■ WHAT YOU SHOULD DO ■
Rewrite all of the material below, switching every "masks go here" to "masks follow" and keeping everything else unchanged.

■ SOURCE RECORDS ■
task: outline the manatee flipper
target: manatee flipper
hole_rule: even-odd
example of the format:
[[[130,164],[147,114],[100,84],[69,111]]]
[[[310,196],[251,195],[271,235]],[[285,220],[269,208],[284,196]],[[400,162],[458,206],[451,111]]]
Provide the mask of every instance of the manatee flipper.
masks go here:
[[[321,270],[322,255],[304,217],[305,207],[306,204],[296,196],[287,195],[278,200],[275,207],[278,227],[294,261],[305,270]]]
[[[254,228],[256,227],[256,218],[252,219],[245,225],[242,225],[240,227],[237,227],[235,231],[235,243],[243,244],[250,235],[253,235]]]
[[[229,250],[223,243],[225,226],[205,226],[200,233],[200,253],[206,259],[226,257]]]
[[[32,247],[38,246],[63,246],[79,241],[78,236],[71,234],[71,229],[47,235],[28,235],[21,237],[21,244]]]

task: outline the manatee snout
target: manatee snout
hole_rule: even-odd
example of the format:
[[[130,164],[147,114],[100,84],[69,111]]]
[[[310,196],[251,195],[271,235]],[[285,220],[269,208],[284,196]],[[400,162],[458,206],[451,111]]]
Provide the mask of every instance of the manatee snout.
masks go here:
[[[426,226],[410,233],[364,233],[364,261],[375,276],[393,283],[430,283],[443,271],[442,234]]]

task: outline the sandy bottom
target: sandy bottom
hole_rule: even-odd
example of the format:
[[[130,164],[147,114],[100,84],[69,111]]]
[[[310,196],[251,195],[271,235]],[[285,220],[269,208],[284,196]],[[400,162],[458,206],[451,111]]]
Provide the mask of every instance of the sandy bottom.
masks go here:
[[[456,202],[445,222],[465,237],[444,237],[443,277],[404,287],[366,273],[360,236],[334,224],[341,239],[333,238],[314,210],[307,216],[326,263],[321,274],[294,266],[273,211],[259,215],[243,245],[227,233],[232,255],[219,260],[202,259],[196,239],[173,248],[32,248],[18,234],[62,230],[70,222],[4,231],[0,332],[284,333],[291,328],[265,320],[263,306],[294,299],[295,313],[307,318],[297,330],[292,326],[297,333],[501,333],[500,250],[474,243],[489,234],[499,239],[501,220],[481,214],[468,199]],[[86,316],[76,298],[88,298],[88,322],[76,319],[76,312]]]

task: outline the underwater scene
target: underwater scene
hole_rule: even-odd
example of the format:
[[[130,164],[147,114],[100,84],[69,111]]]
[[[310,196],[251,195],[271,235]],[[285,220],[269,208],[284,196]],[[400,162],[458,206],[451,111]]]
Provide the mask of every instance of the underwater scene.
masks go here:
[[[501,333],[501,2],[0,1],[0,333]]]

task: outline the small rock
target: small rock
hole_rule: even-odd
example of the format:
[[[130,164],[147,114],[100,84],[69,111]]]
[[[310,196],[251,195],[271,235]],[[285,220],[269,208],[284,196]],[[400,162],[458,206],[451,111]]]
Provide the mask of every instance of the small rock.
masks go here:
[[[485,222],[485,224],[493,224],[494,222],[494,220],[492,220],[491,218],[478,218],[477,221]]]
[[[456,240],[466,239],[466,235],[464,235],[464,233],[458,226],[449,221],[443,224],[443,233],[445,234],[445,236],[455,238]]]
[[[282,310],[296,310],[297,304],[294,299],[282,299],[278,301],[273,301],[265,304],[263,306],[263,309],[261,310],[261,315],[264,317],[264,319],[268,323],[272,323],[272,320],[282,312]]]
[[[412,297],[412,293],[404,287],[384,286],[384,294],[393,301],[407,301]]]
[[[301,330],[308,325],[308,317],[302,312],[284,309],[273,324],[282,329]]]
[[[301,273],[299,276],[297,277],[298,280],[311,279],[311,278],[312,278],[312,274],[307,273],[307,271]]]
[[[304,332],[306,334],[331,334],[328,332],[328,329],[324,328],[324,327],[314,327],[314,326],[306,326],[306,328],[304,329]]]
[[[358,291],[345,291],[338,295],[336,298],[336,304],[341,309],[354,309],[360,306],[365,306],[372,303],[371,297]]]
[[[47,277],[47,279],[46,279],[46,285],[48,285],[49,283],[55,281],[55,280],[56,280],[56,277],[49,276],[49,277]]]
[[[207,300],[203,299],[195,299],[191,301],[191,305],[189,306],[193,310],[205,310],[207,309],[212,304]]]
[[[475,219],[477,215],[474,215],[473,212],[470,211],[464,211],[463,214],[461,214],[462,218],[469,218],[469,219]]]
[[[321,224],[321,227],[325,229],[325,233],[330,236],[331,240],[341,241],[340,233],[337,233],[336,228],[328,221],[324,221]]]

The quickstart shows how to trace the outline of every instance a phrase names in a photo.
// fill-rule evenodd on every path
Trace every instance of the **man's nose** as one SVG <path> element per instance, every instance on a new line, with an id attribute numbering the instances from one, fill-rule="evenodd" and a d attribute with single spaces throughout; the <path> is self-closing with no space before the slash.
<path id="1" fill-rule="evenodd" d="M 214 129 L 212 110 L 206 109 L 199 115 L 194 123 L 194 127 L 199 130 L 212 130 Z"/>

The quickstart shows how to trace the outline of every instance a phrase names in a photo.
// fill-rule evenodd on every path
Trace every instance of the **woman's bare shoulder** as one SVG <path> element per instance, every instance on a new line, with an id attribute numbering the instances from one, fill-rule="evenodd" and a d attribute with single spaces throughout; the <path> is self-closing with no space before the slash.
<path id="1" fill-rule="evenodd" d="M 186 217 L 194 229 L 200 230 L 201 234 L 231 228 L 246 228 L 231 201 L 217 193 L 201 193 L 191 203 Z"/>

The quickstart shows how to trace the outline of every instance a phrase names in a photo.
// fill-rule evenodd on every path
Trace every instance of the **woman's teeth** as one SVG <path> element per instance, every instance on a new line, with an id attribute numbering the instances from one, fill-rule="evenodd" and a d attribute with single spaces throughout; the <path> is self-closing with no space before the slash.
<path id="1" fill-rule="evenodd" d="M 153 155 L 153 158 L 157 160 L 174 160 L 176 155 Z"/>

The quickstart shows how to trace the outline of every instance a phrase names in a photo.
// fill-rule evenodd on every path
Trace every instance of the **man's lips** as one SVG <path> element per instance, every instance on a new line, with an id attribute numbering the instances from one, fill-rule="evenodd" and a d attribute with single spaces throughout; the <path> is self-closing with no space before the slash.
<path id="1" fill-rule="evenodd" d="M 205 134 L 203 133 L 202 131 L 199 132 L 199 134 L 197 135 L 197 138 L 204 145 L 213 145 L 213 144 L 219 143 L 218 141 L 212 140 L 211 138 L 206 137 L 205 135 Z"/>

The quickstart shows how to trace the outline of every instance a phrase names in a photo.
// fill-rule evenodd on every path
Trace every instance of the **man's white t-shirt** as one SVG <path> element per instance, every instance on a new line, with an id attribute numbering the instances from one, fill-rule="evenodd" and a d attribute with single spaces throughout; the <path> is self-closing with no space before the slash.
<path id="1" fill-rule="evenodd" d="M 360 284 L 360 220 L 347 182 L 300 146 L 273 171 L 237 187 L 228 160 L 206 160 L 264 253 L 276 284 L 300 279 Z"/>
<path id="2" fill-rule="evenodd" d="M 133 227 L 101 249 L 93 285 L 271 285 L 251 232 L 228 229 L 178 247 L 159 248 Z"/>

■ ANSWER BELOW ■
task: outline the manatee flipper
target: manatee flipper
hole_rule: even-odd
example of the format:
[[[130,164],[147,114],[100,84],[69,111]]]
[[[310,196],[251,195],[271,235]],[[285,220],[269,208],[284,196]],[[400,162],[458,206],[451,111]]]
Provide the mask of every instance of the manatee flipper.
masks follow:
[[[321,270],[322,255],[304,217],[305,207],[306,204],[296,196],[287,195],[278,200],[275,207],[278,227],[294,261],[305,270]]]
[[[254,228],[256,227],[256,218],[252,219],[245,225],[242,225],[240,227],[237,227],[235,231],[235,243],[243,244],[250,235],[253,235]]]
[[[229,250],[223,243],[225,226],[205,226],[200,233],[200,253],[206,259],[226,257]]]
[[[32,247],[38,246],[63,246],[79,241],[78,236],[71,234],[71,229],[47,235],[28,235],[21,237],[21,244]]]

task: outline the manatee snout
target: manatee snout
hole_rule: even-odd
example of the format:
[[[130,164],[147,114],[100,84],[69,111]]]
[[[310,196],[251,195],[271,235]],[[285,220],[269,208],[284,196]],[[400,162],[458,206],[451,111]]]
Provide the mask of every instance of the manatee snout.
masks follow:
[[[426,226],[410,233],[364,233],[364,261],[375,276],[393,283],[430,283],[443,271],[442,234]]]

task: outline the sandy bottom
target: sandy bottom
hole_rule: even-odd
example of the format:
[[[130,164],[147,114],[100,84],[69,111]]]
[[[310,196],[251,195],[271,235]],[[285,220],[269,208],[284,196]],[[400,162],[458,206],[451,111]]]
Provide the mask of every instance of the sandy bottom.
masks follow:
[[[456,202],[445,222],[465,237],[444,237],[443,277],[404,287],[366,273],[360,236],[334,224],[341,239],[333,238],[314,210],[307,216],[326,263],[321,274],[294,266],[273,211],[259,215],[243,245],[227,233],[232,255],[219,260],[202,259],[196,239],[173,248],[32,248],[18,234],[62,230],[70,222],[4,231],[0,332],[284,333],[291,328],[265,320],[263,306],[294,299],[295,313],[307,318],[297,330],[292,326],[297,333],[501,333],[500,250],[474,243],[489,234],[499,239],[501,220],[481,214],[468,199]],[[86,316],[76,298],[88,298],[88,322],[76,319],[76,312]]]

task: outline the underwater scene
target: underwater scene
hole_rule: even-odd
example of the format:
[[[130,164],[147,114],[100,84],[69,111]]]
[[[310,196],[251,195],[271,235]],[[285,220],[269,208],[284,196]],[[400,162],[458,206],[451,111]]]
Provide the mask of every instance of the underwater scene.
masks follow:
[[[501,333],[501,2],[0,1],[0,333]]]

task: outline the small rock
target: small rock
hole_rule: even-odd
example of the format:
[[[130,164],[147,114],[100,84],[69,111]]]
[[[310,196],[251,195],[271,235]],[[285,220],[269,208],[284,196]],[[400,162],[458,206],[451,111]]]
Provide the mask of every instance of the small rock.
masks follow:
[[[485,222],[485,224],[493,224],[494,222],[494,220],[492,220],[491,218],[478,218],[477,221]]]
[[[456,240],[466,239],[466,235],[464,235],[464,233],[458,226],[449,221],[443,224],[443,233],[445,234],[445,236],[455,238]]]
[[[282,310],[296,310],[297,304],[294,299],[282,299],[278,301],[273,301],[265,304],[263,306],[263,309],[261,310],[261,315],[264,317],[264,319],[268,323],[272,323],[272,320],[282,312]]]
[[[412,297],[412,293],[404,287],[384,286],[384,294],[393,301],[407,301]]]
[[[301,330],[308,325],[308,317],[302,312],[284,309],[273,324],[282,329]]]
[[[301,273],[299,276],[297,277],[298,280],[311,279],[311,278],[312,278],[312,274],[307,273],[307,271]]]
[[[304,332],[306,334],[331,334],[328,332],[328,329],[324,328],[324,327],[314,327],[314,326],[306,326],[306,328],[304,329]]]
[[[358,291],[345,291],[338,295],[336,298],[336,304],[341,309],[354,309],[360,306],[365,306],[372,303],[371,297]]]
[[[47,277],[47,279],[46,279],[46,285],[48,285],[49,283],[55,281],[55,280],[56,280],[56,277],[49,276],[49,277]]]
[[[207,300],[203,299],[195,299],[191,301],[191,305],[189,306],[193,310],[205,310],[207,309],[212,304]]]
[[[475,219],[477,215],[474,215],[473,212],[470,211],[464,211],[463,214],[461,214],[462,218],[469,218],[469,219]]]
[[[321,224],[321,227],[325,229],[325,233],[330,236],[331,240],[341,241],[340,233],[337,233],[336,228],[328,221],[324,221]]]

The quickstart shows how to trace the outline of every instance a phrase names in a photo.
// fill-rule evenodd on every path
Trace every instance of the **man's nose** as one SVG <path> element per instance, every instance on a new line, with an id attribute numbering the instances from one, fill-rule="evenodd" and a d attribute with single spaces throughout; the <path> is self-closing with no space before the slash.
<path id="1" fill-rule="evenodd" d="M 214 129 L 212 110 L 206 109 L 199 115 L 194 123 L 194 127 L 199 130 L 212 130 Z"/>

The quickstart shows how to trace the outline of every instance a phrase names in a photo.
// fill-rule evenodd on every path
Trace every instance of the **woman's bare shoulder** as one SVG <path> element per instance, every instance on a new line, with an id attribute numbering the instances from one, fill-rule="evenodd" and a d attribute with single spaces throughout; the <path> is self-closing with no space before the slash.
<path id="1" fill-rule="evenodd" d="M 186 217 L 194 229 L 200 230 L 201 234 L 231 228 L 246 228 L 231 201 L 217 193 L 201 193 L 191 203 Z"/>

The quickstart shows how to trace the outline of every instance a phrase names in a photo.
// fill-rule evenodd on every path
Trace every instance of the **woman's teeth** as one SVG <path> element per instance, every instance on a new line, with an id attribute numbering the instances from one, fill-rule="evenodd" and a d attribute with single spaces throughout; the <path> is self-closing with no space before the slash.
<path id="1" fill-rule="evenodd" d="M 153 155 L 153 158 L 157 160 L 174 160 L 176 155 Z"/>

The quickstart shows how to trace the outline of every instance a phrase names in a photo.
// fill-rule evenodd on every path
Trace every instance of the **man's lips** as one SVG <path> element per instance, every instance on a new line, with an id attribute numbering the instances from one, fill-rule="evenodd" and a d attribute with single spaces throughout; the <path> is self-closing with no space before the slash.
<path id="1" fill-rule="evenodd" d="M 205 134 L 203 133 L 202 131 L 199 132 L 199 134 L 197 135 L 197 138 L 204 145 L 213 145 L 213 144 L 219 143 L 218 141 L 212 140 L 211 138 L 206 137 L 205 135 Z"/>

The quickstart shows how to trace the outline of every instance a phrase names in a photo.
// fill-rule evenodd on every path
Trace every instance of the **man's white t-shirt** as one SVG <path> element per instance, every instance on a new line, with an id attribute numbering the instances from one, fill-rule="evenodd" and a d attribute with single spaces throughout; the <path> is self-closing with no space before the slash.
<path id="1" fill-rule="evenodd" d="M 360 284 L 360 220 L 347 182 L 300 146 L 273 171 L 237 187 L 228 160 L 206 160 L 264 253 L 276 284 L 300 279 Z"/>
<path id="2" fill-rule="evenodd" d="M 133 227 L 101 249 L 93 285 L 271 285 L 251 232 L 228 229 L 178 247 L 159 248 Z"/>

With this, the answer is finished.